Lay out the stretch from the start of the entries through the line containing "box: [418, 307, 494, 362]" as a Markdown table with the columns Row and Text, one numbered row per line, skipping blank lines. Leave the pictures out of the table.

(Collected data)

*** Block opens ***

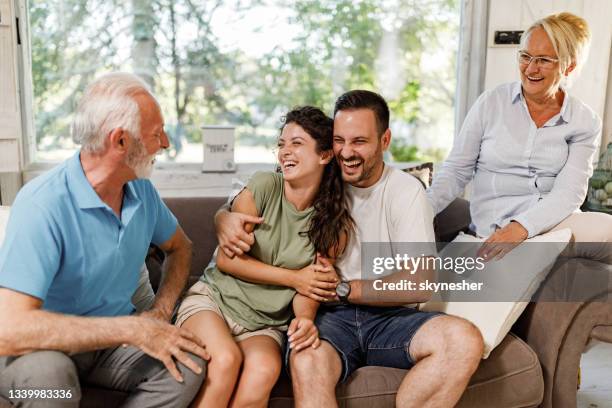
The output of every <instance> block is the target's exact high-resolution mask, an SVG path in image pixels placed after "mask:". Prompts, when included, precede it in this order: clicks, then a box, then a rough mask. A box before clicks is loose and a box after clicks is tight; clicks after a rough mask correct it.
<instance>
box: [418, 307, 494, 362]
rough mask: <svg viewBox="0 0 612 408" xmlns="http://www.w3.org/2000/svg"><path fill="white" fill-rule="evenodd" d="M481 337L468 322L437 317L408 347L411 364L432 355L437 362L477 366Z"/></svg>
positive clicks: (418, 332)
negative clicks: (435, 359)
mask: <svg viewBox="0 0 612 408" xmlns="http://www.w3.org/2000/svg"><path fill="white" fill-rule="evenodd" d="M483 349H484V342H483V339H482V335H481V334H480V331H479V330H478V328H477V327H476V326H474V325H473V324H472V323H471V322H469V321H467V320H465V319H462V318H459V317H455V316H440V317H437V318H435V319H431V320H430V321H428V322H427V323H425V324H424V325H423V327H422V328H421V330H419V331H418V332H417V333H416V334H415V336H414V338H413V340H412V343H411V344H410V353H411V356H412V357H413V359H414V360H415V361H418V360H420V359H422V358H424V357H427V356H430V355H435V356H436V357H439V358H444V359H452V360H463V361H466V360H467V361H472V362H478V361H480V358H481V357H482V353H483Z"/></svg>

*** Block closes ***

◆ **SOLUTION TO THE PROBLEM**:
| Row | Text |
|---|---|
| 1 | The output of every <instance> block is the target's exact high-resolution mask, an SVG path in image pixels placed after "mask:". Prompts, when included, precede it in this order: clicks, then a box, then a rough mask. A box before clicks is loose and a box after clicks is tight; clicks after a rough mask correct it. |
| 2 | <instance> |
| 3 | box: [418, 307, 494, 362] |